As a young veterinarian newly in practice in Chino, CA, I was handed a phone call one day from a local newspaper reporter. The reporter asked me as a veterinarian whether I thought it was normal for a cow to have convulsions while she was calving. I gave him all sorts of possibilities of milk fever and ketosis and other metabolic diseases, then asked him the question: “What are you researching.” His story began as follows:
The neighbor of a local backyard cow owner heard a cow bawling painfully while lying out in the nearby pasture for a prolonged time. The well-intentioned neighbor attempted to call the cow’s owner but the owner was not home at the time. By this time, the exasperated Good Samaritan could think of nothing other than helping this poor cow. The decision was made to summon a local sheriff’s deputy. Together the neighbor and the lawman decided that due to the suffering of the cow, something must be done and quickly. The deputy shot the cow to put her out of her misery.
The cow’s owner sent the dead cow to Stiles Dead Stock and asked Mr. Stiles to perform a post mortem exam. The cow was found to have been in the midst of calving and had a calf ready to emerge from her birth canal.

▶ [Data supplied]
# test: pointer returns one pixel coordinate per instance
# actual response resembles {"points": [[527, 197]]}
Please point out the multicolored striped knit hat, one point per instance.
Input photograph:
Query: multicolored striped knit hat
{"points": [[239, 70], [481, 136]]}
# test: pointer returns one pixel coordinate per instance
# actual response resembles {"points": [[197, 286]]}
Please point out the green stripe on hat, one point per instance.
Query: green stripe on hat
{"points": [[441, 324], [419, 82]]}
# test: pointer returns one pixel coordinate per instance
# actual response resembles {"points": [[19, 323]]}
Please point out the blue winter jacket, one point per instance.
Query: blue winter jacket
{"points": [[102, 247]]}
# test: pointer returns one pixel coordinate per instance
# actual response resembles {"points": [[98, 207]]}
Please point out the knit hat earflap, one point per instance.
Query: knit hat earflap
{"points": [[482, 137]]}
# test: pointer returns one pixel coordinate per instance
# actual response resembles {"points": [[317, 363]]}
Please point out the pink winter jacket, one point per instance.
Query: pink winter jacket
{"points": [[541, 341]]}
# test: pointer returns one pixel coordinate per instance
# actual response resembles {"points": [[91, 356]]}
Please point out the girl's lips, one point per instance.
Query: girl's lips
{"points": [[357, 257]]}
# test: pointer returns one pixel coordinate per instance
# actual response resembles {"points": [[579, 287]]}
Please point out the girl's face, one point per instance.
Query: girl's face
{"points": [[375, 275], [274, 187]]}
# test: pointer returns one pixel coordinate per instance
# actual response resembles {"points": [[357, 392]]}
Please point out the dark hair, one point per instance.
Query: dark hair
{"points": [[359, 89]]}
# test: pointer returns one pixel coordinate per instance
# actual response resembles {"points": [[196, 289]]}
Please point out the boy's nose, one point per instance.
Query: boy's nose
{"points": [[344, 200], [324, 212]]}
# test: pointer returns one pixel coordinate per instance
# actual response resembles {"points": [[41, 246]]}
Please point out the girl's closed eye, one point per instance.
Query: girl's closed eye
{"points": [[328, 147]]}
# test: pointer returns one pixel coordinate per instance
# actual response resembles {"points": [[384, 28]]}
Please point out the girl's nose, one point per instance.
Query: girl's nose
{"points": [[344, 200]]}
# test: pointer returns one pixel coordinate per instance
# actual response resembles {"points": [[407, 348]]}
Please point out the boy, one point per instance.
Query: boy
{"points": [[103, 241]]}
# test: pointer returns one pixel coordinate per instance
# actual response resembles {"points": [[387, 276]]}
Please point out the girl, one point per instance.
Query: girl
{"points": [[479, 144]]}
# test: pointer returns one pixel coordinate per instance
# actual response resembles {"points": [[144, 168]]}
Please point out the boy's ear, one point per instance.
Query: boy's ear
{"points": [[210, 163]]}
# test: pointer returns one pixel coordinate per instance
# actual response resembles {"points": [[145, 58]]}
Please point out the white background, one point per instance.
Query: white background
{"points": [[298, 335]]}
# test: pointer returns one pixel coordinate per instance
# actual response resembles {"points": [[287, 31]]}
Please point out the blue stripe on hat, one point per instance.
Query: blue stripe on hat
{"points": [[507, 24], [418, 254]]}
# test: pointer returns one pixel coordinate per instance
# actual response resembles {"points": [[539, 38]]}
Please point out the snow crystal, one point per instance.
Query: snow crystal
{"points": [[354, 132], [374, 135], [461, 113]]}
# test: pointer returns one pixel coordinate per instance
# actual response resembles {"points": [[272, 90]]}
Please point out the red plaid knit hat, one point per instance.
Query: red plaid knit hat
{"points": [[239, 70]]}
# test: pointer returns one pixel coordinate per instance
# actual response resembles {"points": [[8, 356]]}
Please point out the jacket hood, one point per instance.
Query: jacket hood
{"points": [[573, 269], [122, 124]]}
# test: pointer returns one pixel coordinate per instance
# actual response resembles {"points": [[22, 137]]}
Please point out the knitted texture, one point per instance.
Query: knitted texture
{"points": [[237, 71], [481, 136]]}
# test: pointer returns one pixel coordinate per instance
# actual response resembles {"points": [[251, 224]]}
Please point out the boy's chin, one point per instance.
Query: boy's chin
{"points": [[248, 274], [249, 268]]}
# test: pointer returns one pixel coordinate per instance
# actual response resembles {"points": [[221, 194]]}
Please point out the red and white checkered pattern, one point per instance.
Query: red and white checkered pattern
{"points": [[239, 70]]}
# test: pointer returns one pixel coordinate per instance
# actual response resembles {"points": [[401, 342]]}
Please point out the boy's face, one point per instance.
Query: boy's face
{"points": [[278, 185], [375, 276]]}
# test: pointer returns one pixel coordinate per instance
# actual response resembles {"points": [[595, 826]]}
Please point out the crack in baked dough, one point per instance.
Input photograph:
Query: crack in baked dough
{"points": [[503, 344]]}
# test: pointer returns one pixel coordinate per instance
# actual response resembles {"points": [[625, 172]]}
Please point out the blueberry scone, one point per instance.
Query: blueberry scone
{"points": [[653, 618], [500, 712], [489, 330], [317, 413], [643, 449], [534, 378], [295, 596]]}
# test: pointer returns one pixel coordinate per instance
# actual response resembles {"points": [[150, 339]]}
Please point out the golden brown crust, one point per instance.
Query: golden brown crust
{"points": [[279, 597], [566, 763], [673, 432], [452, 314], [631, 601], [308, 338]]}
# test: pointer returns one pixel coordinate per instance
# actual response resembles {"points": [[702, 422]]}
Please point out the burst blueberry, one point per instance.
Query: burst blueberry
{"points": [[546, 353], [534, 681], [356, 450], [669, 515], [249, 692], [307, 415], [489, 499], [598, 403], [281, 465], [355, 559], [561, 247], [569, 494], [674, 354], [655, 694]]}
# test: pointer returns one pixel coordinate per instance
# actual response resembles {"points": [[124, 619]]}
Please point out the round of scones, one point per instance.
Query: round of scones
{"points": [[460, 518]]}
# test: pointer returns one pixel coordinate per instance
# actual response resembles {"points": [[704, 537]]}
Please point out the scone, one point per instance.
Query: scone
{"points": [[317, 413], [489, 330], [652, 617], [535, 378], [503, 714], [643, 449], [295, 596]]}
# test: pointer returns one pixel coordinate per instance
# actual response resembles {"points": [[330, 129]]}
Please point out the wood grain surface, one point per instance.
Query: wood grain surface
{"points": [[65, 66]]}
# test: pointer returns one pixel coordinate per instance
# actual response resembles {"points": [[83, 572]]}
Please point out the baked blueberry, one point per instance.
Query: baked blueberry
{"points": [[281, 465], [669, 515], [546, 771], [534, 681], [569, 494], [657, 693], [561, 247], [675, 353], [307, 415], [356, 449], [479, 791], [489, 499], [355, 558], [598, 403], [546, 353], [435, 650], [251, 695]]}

▶ [Problem to solve]
Resume the veterinarian's account of the calving cow that a sheriff's deputy shot, starting right after its last sentence.

▶ [Answer to this problem]
The painful bawling of a cow in labor is a normal occurrence on a dairy on a daily basis since we calve hundreds of cows monthly. We think nothing of it. While we find it normal, our farm-removed friends and customers from town could find the same situation very distasteful. As dairymen, we have a tremendous responsibility to make sure all of our cows are properly cared for. While I can defend normal cow calving and husbandry methods, I cannot and will not attempt to defend any instances of abuse or neglect.
In my example, a grave mistake was made. To tend to a truly suffering cow, a veterinarian skilled in cow care should have been consulted. The reporter in his newspaper article quoted me as saying that it was (1) “normal for a cow to have convulsions while calving” and (2) “I would not have prescribed a bullet for her problems.” I did not say #1 but I did say #2.
There is a lot of misinformation concerning animal abuse and animal welfare. We must be vigilant on our dairies to make certain of the following:
- No person should ever be allowed to participate in any animal abuse or neglect so there would never by anything to photograph.
- When hiring, we must instruct all new employees of the rules of proper animal care and handling on each of our dairies. We must also instruct them that if they see or participate in any animal abuse whether filming or not, they will be turned in to the authorities for full prosecution for animal abuse.
- We must ensure that the employees understand what constitutes abuse since many people see things differently.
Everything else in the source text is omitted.